==== FRAGMENTO DE ORIGEN
España va bien, los bloques no
En los edificios del centro de las ciudades conviven fondos de inversión, plataformas de alquiler turístico e inversores extranjeros, que es como se les llama a los inmigrantes cuando tienen dinero


En los bloques de pisos de mi infancia todo el mundo se parecía bastante. En el de mi tita Toñi, que era de protección oficial, había matrimonios que trabajaban en negro, él en el campo y ella fregando escaleras, familias cuyo supermercado era Cáritas e inmigrantes recién llegados a una España que, según nos decía Aznar, iba bien. En el de Sofía, una compañera del colegio cuyos padres eran médicos, había una consulta de dentista y varios pisos de familias que, como la suya, iban a la ópera entre semana, algo que para mí los igualaba a la realeza. Cuando mis padres carteros se separaron, ambos se fueron a vivir a pisos de gente cuyo poder adquisitivo era muy similar al suyo, que se redujo mucho entonces: sobre el divorcio hay muchas cosas que casi nadie dice, y una de ellas es que es un privilegio de clase.
========
__ACCIONES REQUERIDAS__.
(1) Reproduce sin cambios el pasaje del fragmento de origen sobre los bloques de pisos que va desde "En los bloques" hasta "privilegio de clase.".
(2) Contesta según el fragmento de origen:
(a) ¿De qué tipo era el bloque de la tita Toñi?
(b) ¿Qué profesión tenían los padres de Sofía?
(c) ¿En qué trabajaban los padres de quien narra?
==== EXTRACTO DE DATOS
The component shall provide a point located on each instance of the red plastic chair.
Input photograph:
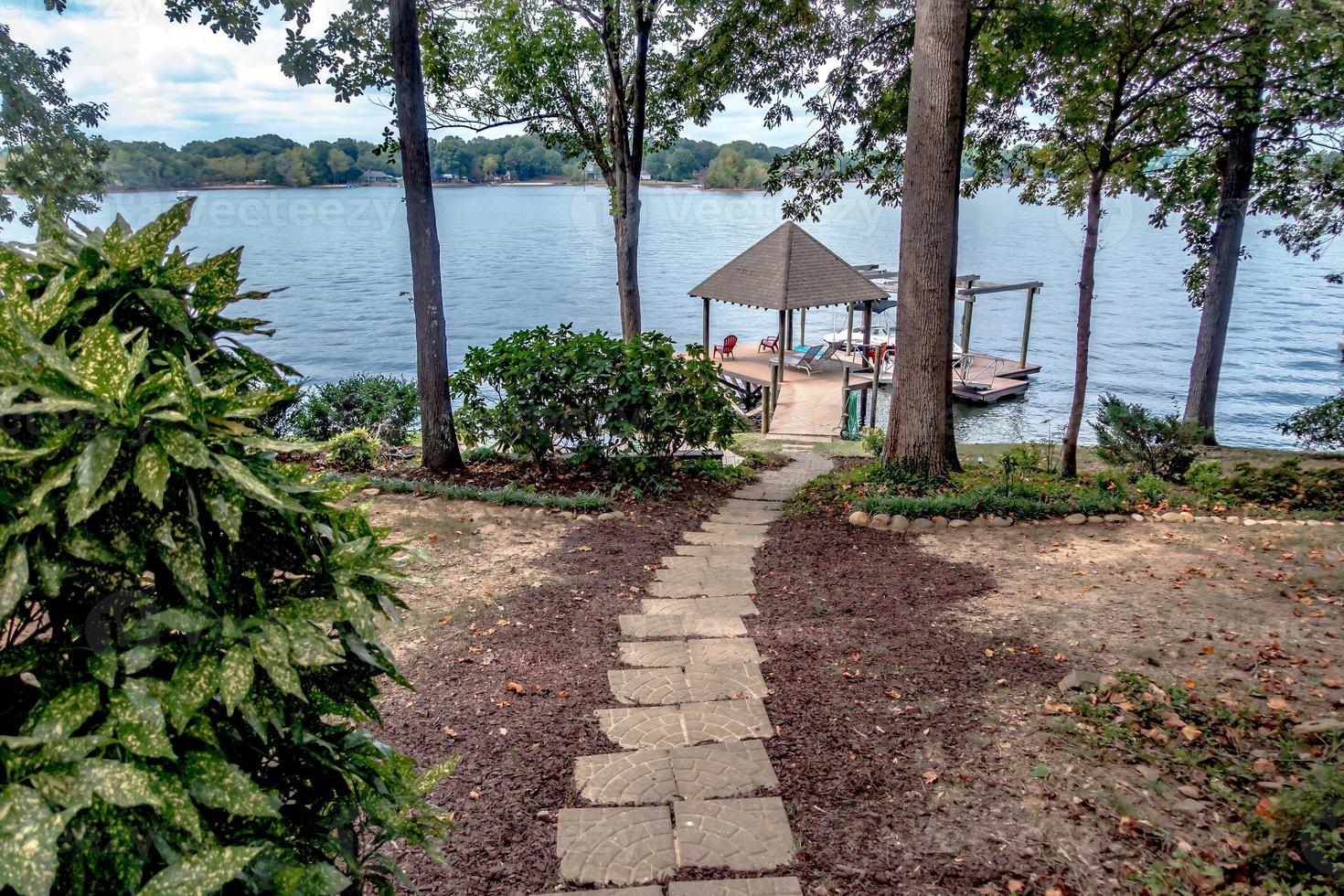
========
__SOLUCIONES POR TAREA__.
(1)
En los bloques de pisos de mi infancia todo el mundo se parecía bastante. En el de mi tita Toñi, que era de protección oficial, había matrimonios que trabajaban en negro, él en el campo y ella fregando escaleras, familias cuyo supermercado era Cáritas e inmigrantes recién llegados a una España que, según nos decía Aznar, iba bien. En el de Sofía, una compañera del colegio cuyos padres eran médicos, había una consulta de dentista y varios pisos de familias que, como la suya, iban a la ópera entre semana, algo que para mí los igualaba a la realeza. Cuando mis padres carteros se separaron, ambos se fueron a vivir a pisos de gente cuyo poder adquisitivo era muy similar al suyo, que se redujo mucho entonces: sobre el divorcio hay muchas cosas que casi nadie dice, y una de ellas es que es un privilegio de clase.

(2)
(a) Era de protección oficial.
(b) Eran médicos.
(c) Eran carteros.